■ **Exercice court 1**
Reproduisez fidèlement le passage du texte sur le lobbying des plateformes à Bruxelles qui s'ouvre sur les mots contenant « Les chiffres parlent » et se clôt sur « de transparence européen. ».

■ **Texte de la page**
^^^^^^^^

Dans un nouveau rapport, l’Observatoire des multinationales détaille l’ampleur de l’offensive lancée par les plateformes comme Uber, Bolt et autres dans la capitale européenne contre le principe de l’obtention d’un contrat de travail pour tous leurs employés. À travers deux associations d’entreprises, le recours aux services d’agences de lobbying, le financement de think tanks et d’études à l’indépendance « questionnable » et autres, les plateformes se sont attachées à tuer dans l’oeuf un projet de loi européenne qui, pour une fois, avait une réelle portée sociale.

Les chiffres parlent d’eux-mêmes. La Commission, pendant la phase d’écriture de la loi, a rencontré des représentant.e.s des plateformes plus d’une centaine de fois. En juin 2020, Wolt, une plateforme finlandaise de livraison de repas et de marchandises, déclarait un seul lobbyiste à Bruxelles. Ils sont aujourd’hui 9. Uber est passé d’un budget annuel de lobbying de 50 000 euros en 2014 à plus de 700 000 euros aujourd’hui. Et ce n’est que la partie émergée de l’iceberg. Le rapport, basé sur des documents officiels de la Commission et les données que les lobbyistes européens veulent bien diffuser, ne donne pas pour autant une image complète des activités d’influence des plateformes. En effet, de source anonyme, on sait que des cabinets d’avocat comme Linklaters travaillent pour le secteur des plateformes à Bruxelles, sans le divulguer dans le registre de transparence européen.

Les plateformes ciblent particulièrement leurs adversaires, les syndicats, mais aussi leurs propres employés qui tentent d’obtenir des droits sociaux par les tribunaux - Bolt, Uber et Free Now allant même jusqu’à dire que ces procès sont uniquement intentés pour leur extorquer de l’argent.

^^^^^^^^

■ **Données disponibles**
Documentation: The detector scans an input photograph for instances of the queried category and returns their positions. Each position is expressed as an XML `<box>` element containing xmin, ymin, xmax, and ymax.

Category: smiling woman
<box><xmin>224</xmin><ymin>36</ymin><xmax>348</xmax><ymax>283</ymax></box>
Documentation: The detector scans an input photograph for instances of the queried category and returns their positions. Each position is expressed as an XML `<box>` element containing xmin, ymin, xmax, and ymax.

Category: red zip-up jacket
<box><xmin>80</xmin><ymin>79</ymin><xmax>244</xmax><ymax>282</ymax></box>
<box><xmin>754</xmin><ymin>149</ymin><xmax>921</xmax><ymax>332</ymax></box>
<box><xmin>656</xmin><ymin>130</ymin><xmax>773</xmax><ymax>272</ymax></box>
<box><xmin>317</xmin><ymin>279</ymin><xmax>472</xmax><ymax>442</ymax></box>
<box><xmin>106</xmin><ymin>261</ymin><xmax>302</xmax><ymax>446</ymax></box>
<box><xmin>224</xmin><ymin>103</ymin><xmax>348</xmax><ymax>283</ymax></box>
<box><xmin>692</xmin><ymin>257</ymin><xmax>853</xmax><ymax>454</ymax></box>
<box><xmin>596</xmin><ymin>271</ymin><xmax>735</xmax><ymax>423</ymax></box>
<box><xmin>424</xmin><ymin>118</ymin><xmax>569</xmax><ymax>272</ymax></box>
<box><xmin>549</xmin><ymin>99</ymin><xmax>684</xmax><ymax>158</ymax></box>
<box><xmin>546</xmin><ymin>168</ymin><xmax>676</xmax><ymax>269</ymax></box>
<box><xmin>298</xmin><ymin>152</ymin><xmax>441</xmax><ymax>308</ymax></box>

^^^^^^^^

■ **Exercice court 2**
Recopiez à l'identique chaque ligne du listing, de la première à la dernière, sans aucune modification.

■ **Solution commentée 1**
Les chiffres parlent d’eux-mêmes. La Commission, pendant la phase d’écriture de la loi, a rencontré des représentant.e.s des plateformes plus d’une centaine de fois. En juin 2020, Wolt, une plateforme finlandaise de livraison de repas et de marchandises, déclarait un seul lobbyiste à Bruxelles. Ils sont aujourd’hui 9. Uber est passé d’un budget annuel de lobbying de 50 000 euros en 2014 à plus de 700 000 euros aujourd’hui. Et ce n’est que la partie émergée de l’iceberg. Le rapport, basé sur des documents officiels de la Commission et les données que les lobbyistes européens veulent bien diffuser, ne donne pas pour autant une image complète des activités d’influence des plateformes. En effet, de source anonyme, on sait que des cabinets d’avocat comme Linklaters travaillent pour le secteur des plateformes à Bruxelles, sans le divulguer dans le registre de transparence européen.

■ **Solution commentée 2**
Documentation: The detector scans an input photograph for instances of the queried category and returns their positions. Each position is expressed as an XML `<box>` element containing xmin, ymin, xmax, and ymax.

Category: smiling woman
<box><xmin>224</xmin><ymin>36</ymin><xmax>348</xmax><ymax>283</ymax></box>
Documentation: The detector scans an input photograph for instances of the queried category and returns their positions. Each position is expressed as an XML `<box>` element containing xmin, ymin, xmax, and ymax.

Category: red zip-up jacket
<box><xmin>80</xmin><ymin>79</ymin><xmax>244</xmax><ymax>282</ymax></box>
<box><xmin>754</xmin><ymin>149</ymin><xmax>921</xmax><ymax>332</ymax></box>
<box><xmin>656</xmin><ymin>130</ymin><xmax>773</xmax><ymax>272</ymax></box>
<box><xmin>317</xmin><ymin>279</ymin><xmax>472</xmax><ymax>442</ymax></box>
<box><xmin>106</xmin><ymin>261</ymin><xmax>302</xmax><ymax>446</ymax></box>
<box><xmin>224</xmin><ymin>103</ymin><xmax>348</xmax><ymax>283</ymax></box>
<box><xmin>692</xmin><ymin>257</ymin><xmax>853</xmax><ymax>454</ymax></box>
<box><xmin>596</xmin><ymin>271</ymin><xmax>735</xmax><ymax>423</ymax></box>
<box><xmin>424</xmin><ymin>118</ymin><xmax>569</xmax><ymax>272</ymax></box>
<box><xmin>549</xmin><ymin>99</ymin><xmax>684</xmax><ymax>158</ymax></box>
<box><xmin>546</xmin><ymin>168</ymin><xmax>676</xmax><ymax>269</ymax></box>
<box><xmin>298</xmin><ymin>152</ymin><xmax>441</xmax><ymax>308</ymax></box>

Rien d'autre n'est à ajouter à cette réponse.